--- TASK TO CARRY OUT ---
Continue the parenting advice text below, about a young son's angry outbursts at home, picking up right after its final sentence.

-------- EXCERPT PROVIDED --------

It is beginning to make me anxious as i don't know what will tick him off .  Additionally he needs us to always engage him .  Running errands or cleaning the house makes him irritable if he can't have an active role in it.  Watering down the cleaning to his level doesn't work, he wants to do whatever the adults can do .  He has recently been doing more mischievous things he knows is wrong as if he is looking for negative attention .   I feel terrible that I can't find a strategy of parenting that resonates with him.  He is acting out for a reason .  I don't think this is biochemical . I pray it's not .
Thanks in advance for any feedback you can provide .


Hi, I can tell you are trying real hard to understand your son, and it sounds like you are still grieving the loss of your mom. You mention too that you and your husband bicker sometimes.  Do you feel you need more emotional support at this time of your life?  I wonder if your frustration with your son is aggravated by your disappointment that he is another source of stress.  Maybe if you had more support (friends, support group in the community, or therapist), you could make limits stick better with your son.  You mention that he is spoiled.  Maybe you are trying too hard to please him.   It can be hard to say no when you anticipate a child will explode!

It is good that this is only happening in the home, because it means your son does have some self control.  Then the question is how you can get him more in control at home.  One thought I have is that it is going to be important to set a firm limit about physical violence. Do not talk to him while he is having an outburst.  When he is calm, however, you could all talk briefly about how dangerous this is.  Explain a couple of alternatives: saying "I don't want to" or "I don't like that." This does not mean he will get to do what he wants, but you will at least consider it.  And explain that in the future there will be serious consequences for violence.  Think with your husband what immediate, short term consequence might be meaningful for your son, e.g. no television for the day if this is important to him.  You do not have to announce the consequence right away if he is hitting or throwing things.

But when he calms down, let him know that it was dangerous, and he needs to find something to do other than television for today, and that if he does not hit for the rest of the day, he can have television tomorrow.  This may set him off at first, but in the long run you will establish a limit about violence.

-------- LISTED RECORDS --------

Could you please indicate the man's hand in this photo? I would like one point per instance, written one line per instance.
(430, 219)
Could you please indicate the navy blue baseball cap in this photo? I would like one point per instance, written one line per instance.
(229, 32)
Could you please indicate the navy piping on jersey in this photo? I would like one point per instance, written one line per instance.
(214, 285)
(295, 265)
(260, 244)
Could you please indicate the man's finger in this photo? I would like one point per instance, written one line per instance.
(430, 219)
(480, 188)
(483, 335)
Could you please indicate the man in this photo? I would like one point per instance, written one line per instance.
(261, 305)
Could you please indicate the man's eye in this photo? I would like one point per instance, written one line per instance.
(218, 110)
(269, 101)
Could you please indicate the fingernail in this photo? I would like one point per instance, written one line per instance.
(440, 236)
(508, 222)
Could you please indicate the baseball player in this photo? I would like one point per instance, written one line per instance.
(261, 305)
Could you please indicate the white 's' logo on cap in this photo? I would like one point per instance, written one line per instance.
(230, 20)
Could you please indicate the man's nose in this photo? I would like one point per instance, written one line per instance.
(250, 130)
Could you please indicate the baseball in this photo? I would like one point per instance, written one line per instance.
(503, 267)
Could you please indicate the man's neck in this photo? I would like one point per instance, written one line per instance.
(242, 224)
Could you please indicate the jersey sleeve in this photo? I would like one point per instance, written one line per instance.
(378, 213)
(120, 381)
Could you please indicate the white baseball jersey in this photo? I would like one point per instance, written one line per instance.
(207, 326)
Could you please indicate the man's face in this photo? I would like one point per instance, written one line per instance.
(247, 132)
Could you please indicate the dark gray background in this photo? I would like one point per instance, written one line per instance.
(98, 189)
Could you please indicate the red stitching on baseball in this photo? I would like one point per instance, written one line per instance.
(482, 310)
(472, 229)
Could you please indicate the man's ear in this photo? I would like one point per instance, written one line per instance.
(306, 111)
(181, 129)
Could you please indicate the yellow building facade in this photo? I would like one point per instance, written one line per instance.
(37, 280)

--------

--- ANSWER TO THIS TASK ---
The other approach to violence in the home for a young child is to restrain him when he becomes violent.  Bear hug him and hold him until he calms down (this could take many minutes).  It is reassuring to a child to know that you will not let him hurt anyone and that you are powerful enough to keep him and everyone else safe until he calms down.  Do not talk to him a lot during this time.  But talk with him after he calms down.

You want to pick your spots when it comes to discipline.  Think whether the issue is important to the functioning of the family.  For example, if his school work is rushed or incomplete, maybe you could let the teacher handle that with him.  If he cares about pleasing his teacher, her/his comments may help motivate him, and then you do not have to be the enforcer for homework.

I like how you distract him at times.  Also, consider ways to avoid tantrums.  For example, maybe don't take him to the store for a while if this is one of the battle grounds.  Maybe one of you go shopping and the other parent stay home with your son for now.  Or clean the house while he is in school, or while one of you takes him out for a walk.  You want to cut down on the number of possible conflicts until he learns better self control.

My manual for parents on anger overload explains some of these and other strategies you could use.  If you do not see some improvement in a few months, ask your school or family doctor for a referral for a child psychologist to help you.